__Problem to solve__: Rewrite the part that opens with the line containing "Exercise. For every instance of the power" and closes with the line containing "<point>151,36</point>", keeping the requests unchanged but shifting every answer coordinate by adding 35 to each number.

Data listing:

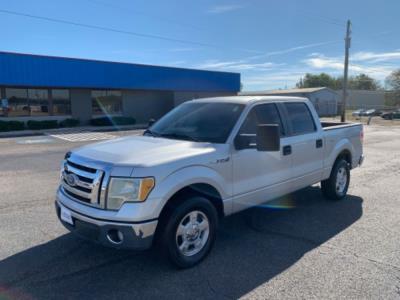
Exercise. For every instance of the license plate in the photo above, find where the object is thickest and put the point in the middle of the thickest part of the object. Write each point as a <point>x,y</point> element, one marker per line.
<point>66,216</point>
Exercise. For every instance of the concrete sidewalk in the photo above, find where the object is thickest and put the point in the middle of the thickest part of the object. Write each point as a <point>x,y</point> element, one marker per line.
<point>22,133</point>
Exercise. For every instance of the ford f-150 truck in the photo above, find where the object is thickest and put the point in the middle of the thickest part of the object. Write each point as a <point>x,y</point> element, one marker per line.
<point>205,159</point>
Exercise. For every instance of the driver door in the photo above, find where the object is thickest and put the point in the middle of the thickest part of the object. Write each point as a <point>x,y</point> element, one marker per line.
<point>260,176</point>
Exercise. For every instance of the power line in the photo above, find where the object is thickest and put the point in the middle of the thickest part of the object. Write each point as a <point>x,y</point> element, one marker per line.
<point>151,36</point>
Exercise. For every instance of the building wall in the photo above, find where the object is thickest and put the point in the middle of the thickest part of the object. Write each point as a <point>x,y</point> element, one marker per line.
<point>81,104</point>
<point>143,105</point>
<point>180,97</point>
<point>364,99</point>
<point>146,105</point>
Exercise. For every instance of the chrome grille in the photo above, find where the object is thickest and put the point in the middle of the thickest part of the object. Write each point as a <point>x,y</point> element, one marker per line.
<point>82,183</point>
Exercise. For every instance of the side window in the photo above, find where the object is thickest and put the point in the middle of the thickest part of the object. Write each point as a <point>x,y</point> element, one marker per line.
<point>300,118</point>
<point>260,114</point>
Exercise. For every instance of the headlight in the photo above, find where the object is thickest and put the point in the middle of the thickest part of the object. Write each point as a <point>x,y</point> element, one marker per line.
<point>123,190</point>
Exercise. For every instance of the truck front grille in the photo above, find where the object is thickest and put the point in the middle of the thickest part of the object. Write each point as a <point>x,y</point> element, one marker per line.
<point>81,183</point>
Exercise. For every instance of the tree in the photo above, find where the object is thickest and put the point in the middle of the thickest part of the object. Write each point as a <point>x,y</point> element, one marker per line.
<point>363,82</point>
<point>358,82</point>
<point>317,80</point>
<point>393,82</point>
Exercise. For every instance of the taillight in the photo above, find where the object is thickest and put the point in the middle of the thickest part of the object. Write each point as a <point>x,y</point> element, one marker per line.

__Result of the task__:
Exercise. For every instance of the power line in the photo above, find where the object is thickest and put the point in the middle of the thickest part of the object. Write each point as a <point>x,y</point> element, one marker per line.
<point>186,71</point>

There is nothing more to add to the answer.